[REQUIREMENTS]
Copy the passage on sheaves and sober spaces below, from "We can impose" up to and including "has closure $K$.", and swap every "generic point" for "general point".

[TEXT PASSAGE]
|---|
I don't feel like this is a full answer(and it only adds anything to your first question), but I can't yet comment.

The tautological condition(e.g. if and only if) is that if $\mathscr{F}$ is a sheaf on $X$ and if we have two distinct stalk elements $f \in \mathscr{F}_x$ and $g \in \mathscr{F}_y$, for $x,y \in X$ then there should be two opens $U,V \subseteq X$ with $x \in U$ and $y \in V$ such that $\exists f' \in \mathscr{F}(U)$ with $f'_x = f$, and the same for $g$(mutatis mutandis), such that for any $z \in U \cap V$ we have $f'_z \neq g'_z$.

We can impose a few conditions I think to relate when this can happen to the topology on $X$. If $X$ is not sober this condition can be unsatisfiable. I like to think of sobriety as being broken up into two conditions:

1) Every irreducible closed subset is the closure of some generic point

2) If an irreducible closed subset $K$ is the closure of a generic point, that point is unique in the sense that no other point has closure $K$.
|---|
[LISTED ENTRIES]
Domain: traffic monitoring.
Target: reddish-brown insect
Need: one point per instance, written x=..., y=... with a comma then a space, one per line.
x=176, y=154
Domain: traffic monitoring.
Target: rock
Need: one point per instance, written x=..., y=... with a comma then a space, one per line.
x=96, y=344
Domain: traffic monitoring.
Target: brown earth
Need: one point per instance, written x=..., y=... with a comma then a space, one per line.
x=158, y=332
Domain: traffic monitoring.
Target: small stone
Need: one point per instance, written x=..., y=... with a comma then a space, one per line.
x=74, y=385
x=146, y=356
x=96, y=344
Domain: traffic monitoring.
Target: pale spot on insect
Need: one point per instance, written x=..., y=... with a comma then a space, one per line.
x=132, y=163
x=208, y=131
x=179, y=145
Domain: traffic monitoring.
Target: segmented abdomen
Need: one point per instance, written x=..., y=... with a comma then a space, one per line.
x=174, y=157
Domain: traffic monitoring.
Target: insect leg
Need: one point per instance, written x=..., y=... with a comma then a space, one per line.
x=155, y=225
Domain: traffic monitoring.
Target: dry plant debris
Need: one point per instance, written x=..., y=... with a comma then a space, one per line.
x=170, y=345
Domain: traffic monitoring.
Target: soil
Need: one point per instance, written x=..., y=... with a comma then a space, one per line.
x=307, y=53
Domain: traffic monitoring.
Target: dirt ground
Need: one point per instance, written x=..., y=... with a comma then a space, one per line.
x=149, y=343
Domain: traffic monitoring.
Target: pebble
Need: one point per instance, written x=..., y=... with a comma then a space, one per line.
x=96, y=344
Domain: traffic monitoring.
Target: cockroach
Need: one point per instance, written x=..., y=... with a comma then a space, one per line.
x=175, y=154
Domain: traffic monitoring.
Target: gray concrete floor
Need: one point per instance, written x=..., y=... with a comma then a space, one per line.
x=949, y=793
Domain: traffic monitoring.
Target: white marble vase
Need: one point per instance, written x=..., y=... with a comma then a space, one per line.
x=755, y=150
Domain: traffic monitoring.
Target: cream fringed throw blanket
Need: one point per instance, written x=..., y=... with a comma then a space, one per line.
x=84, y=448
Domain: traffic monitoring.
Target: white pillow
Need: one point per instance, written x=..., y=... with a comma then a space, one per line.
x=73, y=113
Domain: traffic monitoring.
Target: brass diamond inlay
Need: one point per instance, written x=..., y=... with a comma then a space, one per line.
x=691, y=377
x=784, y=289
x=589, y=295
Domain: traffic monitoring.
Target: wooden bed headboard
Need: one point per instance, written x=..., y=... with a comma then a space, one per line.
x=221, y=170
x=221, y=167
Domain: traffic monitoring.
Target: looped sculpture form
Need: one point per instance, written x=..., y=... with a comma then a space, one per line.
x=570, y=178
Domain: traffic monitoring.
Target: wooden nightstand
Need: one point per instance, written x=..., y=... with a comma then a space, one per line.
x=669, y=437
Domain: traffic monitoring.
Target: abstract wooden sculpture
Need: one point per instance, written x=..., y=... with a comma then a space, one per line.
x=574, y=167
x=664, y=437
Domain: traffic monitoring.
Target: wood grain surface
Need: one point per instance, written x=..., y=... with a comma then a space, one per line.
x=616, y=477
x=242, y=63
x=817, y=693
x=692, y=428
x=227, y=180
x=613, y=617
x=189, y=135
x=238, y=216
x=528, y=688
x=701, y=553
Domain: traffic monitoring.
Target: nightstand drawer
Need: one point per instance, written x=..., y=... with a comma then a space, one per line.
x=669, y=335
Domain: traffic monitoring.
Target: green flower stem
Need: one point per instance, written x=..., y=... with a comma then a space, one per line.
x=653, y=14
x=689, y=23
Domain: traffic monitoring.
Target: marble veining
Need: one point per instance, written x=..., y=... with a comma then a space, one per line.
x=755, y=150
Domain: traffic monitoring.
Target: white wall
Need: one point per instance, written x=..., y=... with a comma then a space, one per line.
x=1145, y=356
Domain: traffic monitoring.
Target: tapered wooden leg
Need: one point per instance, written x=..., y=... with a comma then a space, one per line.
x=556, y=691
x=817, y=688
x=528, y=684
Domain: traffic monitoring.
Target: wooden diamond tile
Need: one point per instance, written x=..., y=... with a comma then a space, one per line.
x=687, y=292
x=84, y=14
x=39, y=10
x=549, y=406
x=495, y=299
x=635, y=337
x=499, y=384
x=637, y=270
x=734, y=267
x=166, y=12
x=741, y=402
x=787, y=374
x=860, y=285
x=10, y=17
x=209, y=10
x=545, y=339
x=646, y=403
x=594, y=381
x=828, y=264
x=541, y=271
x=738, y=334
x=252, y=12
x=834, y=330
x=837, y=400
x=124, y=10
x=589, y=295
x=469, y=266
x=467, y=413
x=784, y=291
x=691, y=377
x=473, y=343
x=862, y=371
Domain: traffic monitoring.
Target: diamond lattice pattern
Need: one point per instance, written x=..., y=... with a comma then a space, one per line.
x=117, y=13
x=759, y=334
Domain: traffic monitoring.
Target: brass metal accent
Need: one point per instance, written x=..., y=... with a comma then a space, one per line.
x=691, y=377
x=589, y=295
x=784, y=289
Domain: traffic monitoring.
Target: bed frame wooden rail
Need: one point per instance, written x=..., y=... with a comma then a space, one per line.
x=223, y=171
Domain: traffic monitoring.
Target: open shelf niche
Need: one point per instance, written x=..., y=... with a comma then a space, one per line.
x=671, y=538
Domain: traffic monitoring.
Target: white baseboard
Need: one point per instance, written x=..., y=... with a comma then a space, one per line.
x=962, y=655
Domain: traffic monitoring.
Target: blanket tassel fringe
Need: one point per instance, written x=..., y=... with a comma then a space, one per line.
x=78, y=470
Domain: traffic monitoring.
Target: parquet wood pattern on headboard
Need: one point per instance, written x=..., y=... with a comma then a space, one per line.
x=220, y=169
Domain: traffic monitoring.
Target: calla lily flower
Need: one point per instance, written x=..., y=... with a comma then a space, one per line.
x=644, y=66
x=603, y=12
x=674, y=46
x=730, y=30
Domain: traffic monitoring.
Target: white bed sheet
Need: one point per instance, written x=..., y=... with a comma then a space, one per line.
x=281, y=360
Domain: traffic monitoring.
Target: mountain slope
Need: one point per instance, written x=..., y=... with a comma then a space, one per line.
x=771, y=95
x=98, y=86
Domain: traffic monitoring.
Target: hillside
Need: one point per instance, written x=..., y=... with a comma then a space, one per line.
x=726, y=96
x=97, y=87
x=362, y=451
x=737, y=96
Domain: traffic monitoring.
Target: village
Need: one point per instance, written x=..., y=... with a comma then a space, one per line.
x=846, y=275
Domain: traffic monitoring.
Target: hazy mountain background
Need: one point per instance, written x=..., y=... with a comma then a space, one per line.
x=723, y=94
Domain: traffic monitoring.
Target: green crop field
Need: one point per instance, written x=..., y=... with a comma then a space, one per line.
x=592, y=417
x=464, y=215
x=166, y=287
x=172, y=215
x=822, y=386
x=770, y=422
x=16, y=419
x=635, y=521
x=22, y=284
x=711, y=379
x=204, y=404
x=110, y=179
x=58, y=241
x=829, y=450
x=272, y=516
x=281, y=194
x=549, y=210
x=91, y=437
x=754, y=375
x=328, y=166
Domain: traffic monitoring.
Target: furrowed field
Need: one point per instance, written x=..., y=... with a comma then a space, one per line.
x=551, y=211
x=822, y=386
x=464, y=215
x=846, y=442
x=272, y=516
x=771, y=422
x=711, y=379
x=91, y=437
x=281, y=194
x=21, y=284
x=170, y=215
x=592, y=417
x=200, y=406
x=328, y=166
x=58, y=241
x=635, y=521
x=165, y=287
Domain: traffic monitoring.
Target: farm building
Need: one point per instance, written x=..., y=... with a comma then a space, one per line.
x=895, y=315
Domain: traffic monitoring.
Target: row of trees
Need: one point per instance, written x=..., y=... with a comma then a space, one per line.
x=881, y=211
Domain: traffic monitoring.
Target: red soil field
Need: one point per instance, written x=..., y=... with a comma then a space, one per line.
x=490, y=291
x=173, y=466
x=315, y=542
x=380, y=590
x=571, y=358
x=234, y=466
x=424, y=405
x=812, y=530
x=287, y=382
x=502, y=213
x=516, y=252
|---|
[FINAL RESULT]
We can impose a few conditions I think to relate when this can happen to the topology on $X$. If $X$ is not sober this condition can be unsatisfiable. I like to think of sobriety as being broken up into two conditions:

1) Every irreducible closed subset is the closure of some general point

2) If an irreducible closed subset $K$ is the closure of a general point, that point is unique in the sense that no other point has closure $K$.